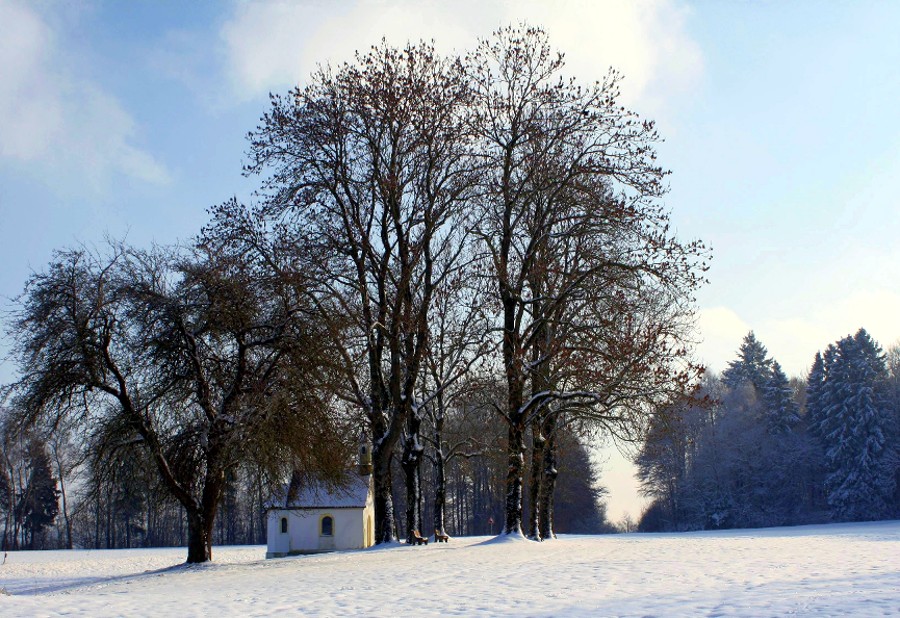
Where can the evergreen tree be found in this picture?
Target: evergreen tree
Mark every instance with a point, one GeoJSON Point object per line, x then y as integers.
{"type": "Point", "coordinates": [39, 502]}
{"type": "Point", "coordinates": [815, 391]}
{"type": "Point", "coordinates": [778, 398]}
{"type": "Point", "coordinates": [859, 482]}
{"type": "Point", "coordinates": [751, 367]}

********

## Problem
Reproduce every row above word for word, leaving out the pictures.

## Problem solution
Where can the evergreen tree be found in this picture?
Target: evergreen tree
Mark every instance with a point, one GeoJSON Point object per line, x then y as integers.
{"type": "Point", "coordinates": [39, 502]}
{"type": "Point", "coordinates": [815, 391]}
{"type": "Point", "coordinates": [778, 398]}
{"type": "Point", "coordinates": [859, 482]}
{"type": "Point", "coordinates": [751, 367]}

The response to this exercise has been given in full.